- ZADANIE PISEMNE 1: Wyodrębnij bez zmian wiersze poniższych wpisów od samego ich początku aż do wiersza z „444, 483, 478, 516” włącznie, nie umieszczając w odpowiedzi obrazów.

Łączna liczba wyświetleń

niedziela, 20 listopada 2011

FINLANDIA 2011

Metsästää hirviä - SUOMI 2011

W tym roku znów zdecydowaliśmy się na wyjazd do Finlandii. Korzystając z zaproszenia przyjaciół, mogliśmy spędzić 2 niesamowite tygodnie polując na łosie.





Las fiński - brzoza, sosna, świerk - przepiękny, chłodny, cichy, kamieniste podłoże, mchy, bagna,jeziora. Otacza człowieka z każdej strony o pustej przestrzeni trzeba w tym miejscu po prostu zapomnieć :D.


Przez dwa tygodnie padły tylko a raczej aż 2 łosie. Polowanie tutaj bez żadnego psa jest raczej bezsensowne. Fińskie polowanie opiera się na bardzo dobrze wyszkolonym psie na łosie lub niedźwiedzie. Grupa myśliwych zajmuje strategiczne miejsca na większych i mniejszych duktach w obrębie swojego obwodu a następnie jeden myśliwy wyrusza z psem. Dodam, że jest to dość długa droga - dziennie pokonywałam około 10 km a mój pies po całym dniu pracy na GPS miał łączną trasę średnio około 30-40 km. Podstawa to dobra mapa terenu + kompas. Bez tego ani rusz :D. Wszyscy myśliwi mają ze sobą stały kontakt radiowy.
Psy - karelskie psy na niedźwiedzie - bo takich używają moi przyjaciele są 100% gwarantem sukcesu. Tropią i oszczekują łosia. Największą szanse na strzał ma osoba idąca razem z psem reszta w razie potrzeby przemieszcza się duktami i pilnuje by zwierzę nie uszło.
Sam łoś jest niezwykle czujny, dobrze słyszy, widzi i szybko biega. Może to banalne ale na tak bezkresnym obszarze lasu trzeba na prawdę postarać się by pozyskać zwierzę. W żadnym wypadku nie można porównać to do naszych zimowych zbiorówek :D. Tu naprawdę jesteśmy na ...polowaniu.

- ZADANIE PISEMNE 2: Przedłuż powyższą relację z polowania na łosie w Finlandii, kontynuując ją od miejsca, w którym się kończy.

(Zapisane dane)
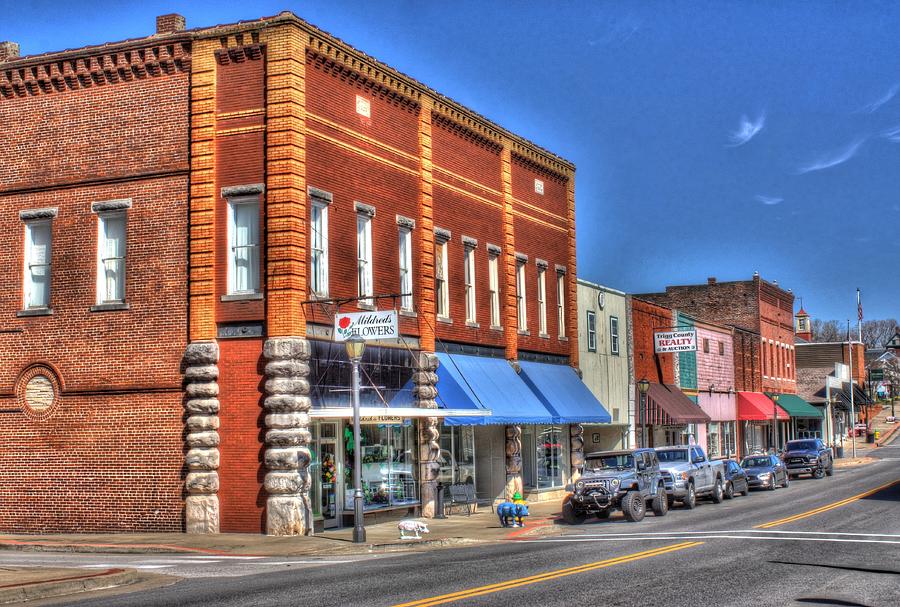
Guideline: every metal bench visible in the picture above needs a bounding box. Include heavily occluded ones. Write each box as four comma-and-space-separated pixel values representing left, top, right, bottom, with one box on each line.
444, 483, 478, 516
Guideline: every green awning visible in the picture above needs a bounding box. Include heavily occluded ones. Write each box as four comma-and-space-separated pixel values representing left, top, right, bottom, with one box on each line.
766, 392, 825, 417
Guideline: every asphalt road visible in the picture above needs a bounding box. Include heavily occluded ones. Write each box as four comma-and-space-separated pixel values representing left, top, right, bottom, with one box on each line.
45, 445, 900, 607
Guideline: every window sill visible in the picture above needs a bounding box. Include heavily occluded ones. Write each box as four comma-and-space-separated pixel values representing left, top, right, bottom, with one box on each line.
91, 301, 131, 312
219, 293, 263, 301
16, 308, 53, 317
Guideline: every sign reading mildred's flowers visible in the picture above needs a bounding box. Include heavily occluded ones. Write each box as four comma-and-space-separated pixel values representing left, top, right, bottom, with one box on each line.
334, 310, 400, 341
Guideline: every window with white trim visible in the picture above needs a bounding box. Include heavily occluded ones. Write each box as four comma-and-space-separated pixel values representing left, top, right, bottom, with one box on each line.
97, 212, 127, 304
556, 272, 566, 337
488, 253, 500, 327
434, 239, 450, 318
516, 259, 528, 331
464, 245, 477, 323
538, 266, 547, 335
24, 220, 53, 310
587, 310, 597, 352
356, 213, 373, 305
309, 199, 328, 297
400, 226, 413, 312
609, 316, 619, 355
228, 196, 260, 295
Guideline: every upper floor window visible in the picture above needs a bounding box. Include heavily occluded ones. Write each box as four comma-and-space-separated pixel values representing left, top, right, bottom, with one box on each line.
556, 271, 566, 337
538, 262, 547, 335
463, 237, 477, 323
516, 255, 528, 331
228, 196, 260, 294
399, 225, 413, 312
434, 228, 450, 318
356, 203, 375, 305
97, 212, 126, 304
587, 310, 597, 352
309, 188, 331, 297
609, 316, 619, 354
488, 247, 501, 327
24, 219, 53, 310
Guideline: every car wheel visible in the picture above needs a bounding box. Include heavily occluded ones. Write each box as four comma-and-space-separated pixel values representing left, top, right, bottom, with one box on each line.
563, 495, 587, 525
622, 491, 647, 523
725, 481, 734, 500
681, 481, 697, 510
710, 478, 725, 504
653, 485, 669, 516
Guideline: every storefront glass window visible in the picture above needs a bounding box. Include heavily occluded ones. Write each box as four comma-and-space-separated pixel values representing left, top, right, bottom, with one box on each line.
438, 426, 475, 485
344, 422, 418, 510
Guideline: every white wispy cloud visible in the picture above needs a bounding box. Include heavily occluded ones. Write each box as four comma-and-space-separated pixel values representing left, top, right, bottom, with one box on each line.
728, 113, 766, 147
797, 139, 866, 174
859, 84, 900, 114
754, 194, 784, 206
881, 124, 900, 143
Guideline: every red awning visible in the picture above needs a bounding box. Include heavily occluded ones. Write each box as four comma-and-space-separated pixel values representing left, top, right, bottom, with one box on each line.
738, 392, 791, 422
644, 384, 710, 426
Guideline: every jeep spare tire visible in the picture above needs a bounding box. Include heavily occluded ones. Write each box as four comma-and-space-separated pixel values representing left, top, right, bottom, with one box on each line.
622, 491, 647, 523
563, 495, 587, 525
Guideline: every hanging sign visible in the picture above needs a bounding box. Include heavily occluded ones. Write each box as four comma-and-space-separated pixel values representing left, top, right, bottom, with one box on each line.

- ROZWIĄZANIE ĆWICZENIA 1:
Guideline: every metal bench visible in the picture above needs a bounding box. Include heavily occluded ones. Write each box as four comma-and-space-separated pixel values representing left, top, right, bottom, with one box on each line.
444, 483, 478, 516

- ROZWIĄZANIE ĆWICZENIA 2:
Kilkakrotnie wychodziłam ze swoimi psami jednak to nie mi Św. Hubert darzył :D. Darek tego dnia poszedł razem z Indy i innym myśliwym fińskim w "miot". Dzień był dobry nie padało,lekki wiatr, lekki poranny przymrozek. Zdecydowaliśmy wszyscy że pojedziemy w miejsce gdzie wczoraj psy podjęły trop jednak z jakiś względów odpuściły. Szczęście było po naszej stronie. Po niecałej godzinie wiedziałam już że Indy idzie (przeszedł prawie 3 km) i prowadzi łosia, oszczekując go gdy ten tylko stanie. Darek wraz z fińskim kolegom po następnej godzinie dochodzą do nich - padają strzały. I tak to po raz pierwszy w życiu INDY osaczył i podarował swemu panu łosia :D.
Darek i pozyskany przez niego byk.

Dla mnie jednak największym sukcesem jest to, że nasze psy odnalazły się w tak krótkim czasie na tak zupełnie innym obszarze. Wróciły jakby do swojego domu. Lumi - oszczekała - jednak nie podjęła tropu uciekającego łosia. Bardziej interesowały ją ptaki: głuszce, pardwa. Za pierwszym poszła ponad kilometr gdy go znalazła :D.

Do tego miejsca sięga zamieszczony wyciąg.